▶ [Text segment]
-- -- --
If your suggestion is when changing from 1/1 to 1/4 micro stepping the counter should be updated i.e. multiply by 4 then that's a really insightful suggestion which I will implement ! :-)

Ahhh.. this the twist :) I didn't get to make it accelerate or finalise it - life got in the way.

For example - steppers values only sync up at specific steps in the cycle. At 1/32 micro stepping - only at step 17 does the step sync with 1x stepping. So to switch you would need to 1/32 micro step to step 17 before switching the 1/16 etc (which is now step 9)- this also impacts the reset position:

// on reset the step position homed depends on microstep mode
#define RESET_HOME_STEP_POSITION_1 1
#define RESET_HOME_STEP_POSITION_2 2
#define RESET_HOME_STEP_POSITION_4 3
#define RESET_HOME_STEP_POSITION_8 5
#define RESET_HOME_STEP_POSITION_16 9
#define RESET_HOME_STEP_POSITION_32 17

Now imagine switching between micro stepping like an automatic gearbox on the car depending on the velocity of focuser- with the stepping knowing it has 400K microsteps to do it may be better to sync through to 1x stepping then operate in 32 step leaps at 1x speed before slowing down to 1/32 again for the final sets of steps.
-- -- --
[Region annotation entries]
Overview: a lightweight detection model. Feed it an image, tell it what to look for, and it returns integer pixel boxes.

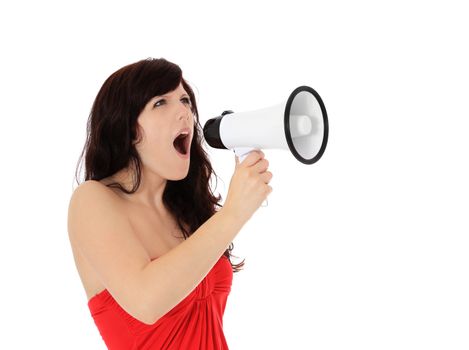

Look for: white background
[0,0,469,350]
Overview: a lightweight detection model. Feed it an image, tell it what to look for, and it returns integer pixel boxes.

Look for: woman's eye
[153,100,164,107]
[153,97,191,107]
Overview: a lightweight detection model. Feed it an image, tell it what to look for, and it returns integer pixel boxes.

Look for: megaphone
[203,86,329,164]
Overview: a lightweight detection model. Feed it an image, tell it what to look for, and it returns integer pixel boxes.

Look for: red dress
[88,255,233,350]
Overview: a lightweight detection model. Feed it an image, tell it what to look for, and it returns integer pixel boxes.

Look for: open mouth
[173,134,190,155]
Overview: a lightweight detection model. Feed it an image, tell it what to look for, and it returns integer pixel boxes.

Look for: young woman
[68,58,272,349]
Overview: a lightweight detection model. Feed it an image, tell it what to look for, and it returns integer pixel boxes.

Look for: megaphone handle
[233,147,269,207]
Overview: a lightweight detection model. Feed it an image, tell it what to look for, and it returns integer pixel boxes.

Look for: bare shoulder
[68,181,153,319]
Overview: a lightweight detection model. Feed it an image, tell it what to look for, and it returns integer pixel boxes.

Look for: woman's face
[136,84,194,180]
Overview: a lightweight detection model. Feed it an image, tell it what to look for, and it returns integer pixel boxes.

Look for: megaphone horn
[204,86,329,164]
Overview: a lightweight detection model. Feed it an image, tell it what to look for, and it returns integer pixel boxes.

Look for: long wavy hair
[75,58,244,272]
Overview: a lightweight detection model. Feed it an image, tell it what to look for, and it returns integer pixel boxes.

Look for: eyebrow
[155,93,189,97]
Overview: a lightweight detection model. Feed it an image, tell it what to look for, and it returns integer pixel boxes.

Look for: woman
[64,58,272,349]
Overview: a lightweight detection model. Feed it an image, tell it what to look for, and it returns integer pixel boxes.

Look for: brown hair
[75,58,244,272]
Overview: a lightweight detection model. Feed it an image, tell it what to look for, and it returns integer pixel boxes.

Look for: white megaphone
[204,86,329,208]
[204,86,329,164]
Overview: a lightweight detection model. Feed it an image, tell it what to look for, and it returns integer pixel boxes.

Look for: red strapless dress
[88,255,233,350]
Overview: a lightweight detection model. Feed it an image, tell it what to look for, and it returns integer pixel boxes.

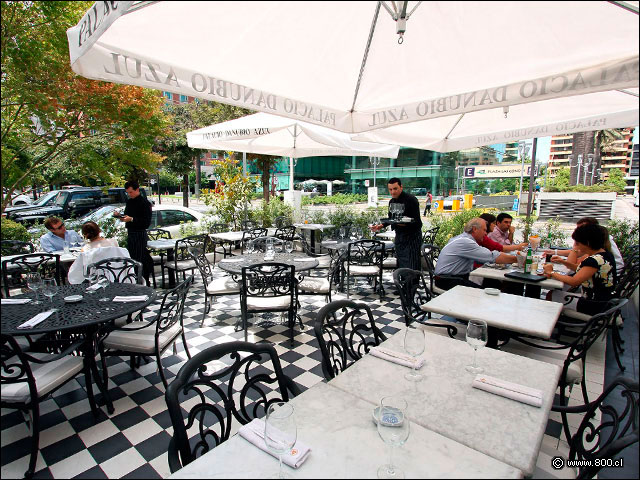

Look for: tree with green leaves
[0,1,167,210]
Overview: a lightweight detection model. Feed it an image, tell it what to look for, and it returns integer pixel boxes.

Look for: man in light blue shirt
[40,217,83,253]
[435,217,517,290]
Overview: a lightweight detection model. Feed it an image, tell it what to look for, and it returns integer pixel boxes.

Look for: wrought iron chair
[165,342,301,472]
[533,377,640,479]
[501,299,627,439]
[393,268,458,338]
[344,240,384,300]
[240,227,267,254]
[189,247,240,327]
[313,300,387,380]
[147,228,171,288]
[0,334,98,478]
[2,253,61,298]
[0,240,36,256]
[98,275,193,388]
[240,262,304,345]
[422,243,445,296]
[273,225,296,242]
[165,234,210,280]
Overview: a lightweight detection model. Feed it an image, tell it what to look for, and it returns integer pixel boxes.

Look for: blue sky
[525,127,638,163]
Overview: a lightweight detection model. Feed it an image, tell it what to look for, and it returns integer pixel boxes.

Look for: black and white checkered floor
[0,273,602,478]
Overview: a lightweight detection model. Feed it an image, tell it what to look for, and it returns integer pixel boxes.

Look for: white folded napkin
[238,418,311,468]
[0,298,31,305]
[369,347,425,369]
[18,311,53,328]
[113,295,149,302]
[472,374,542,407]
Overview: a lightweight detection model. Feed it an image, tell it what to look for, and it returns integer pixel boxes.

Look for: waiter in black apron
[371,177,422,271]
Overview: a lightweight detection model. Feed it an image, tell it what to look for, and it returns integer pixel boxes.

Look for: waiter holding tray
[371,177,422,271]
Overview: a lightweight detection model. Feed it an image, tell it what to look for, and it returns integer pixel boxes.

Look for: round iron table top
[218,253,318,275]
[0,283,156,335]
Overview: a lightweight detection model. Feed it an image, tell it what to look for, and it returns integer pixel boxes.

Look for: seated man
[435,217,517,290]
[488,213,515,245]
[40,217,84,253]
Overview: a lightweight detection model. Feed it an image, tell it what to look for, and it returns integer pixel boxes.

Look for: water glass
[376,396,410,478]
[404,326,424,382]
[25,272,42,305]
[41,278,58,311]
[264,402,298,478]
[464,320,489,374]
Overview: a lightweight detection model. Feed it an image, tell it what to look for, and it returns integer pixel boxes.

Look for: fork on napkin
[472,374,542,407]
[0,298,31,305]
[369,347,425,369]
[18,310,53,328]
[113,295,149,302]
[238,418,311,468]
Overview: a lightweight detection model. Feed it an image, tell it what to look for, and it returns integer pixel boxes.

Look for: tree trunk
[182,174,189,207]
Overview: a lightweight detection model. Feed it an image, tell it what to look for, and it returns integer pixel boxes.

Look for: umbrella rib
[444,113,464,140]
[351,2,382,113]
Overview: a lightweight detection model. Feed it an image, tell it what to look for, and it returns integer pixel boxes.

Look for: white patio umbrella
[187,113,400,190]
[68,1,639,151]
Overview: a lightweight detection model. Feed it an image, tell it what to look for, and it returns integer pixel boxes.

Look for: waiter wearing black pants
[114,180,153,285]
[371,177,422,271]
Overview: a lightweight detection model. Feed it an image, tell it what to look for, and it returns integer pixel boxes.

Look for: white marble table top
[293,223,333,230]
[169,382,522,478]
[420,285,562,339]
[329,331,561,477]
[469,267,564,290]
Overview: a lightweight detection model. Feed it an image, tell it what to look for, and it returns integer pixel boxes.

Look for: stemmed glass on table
-- -- --
▶ [Problem description]
Copy the part of the stepper micro stepping text between "Now imagine switching" and "sets of steps.", inclusive, word for word.

▶ [Exercise result]
Now imagine switching between micro stepping like an automatic gearbox on the car depending on the velocity of focuser- with the stepping knowing it has 400K microsteps to do it may be better to sync through to 1x stepping then operate in 32 step leaps at 1x speed before slowing down to 1/32 again for the final sets of steps.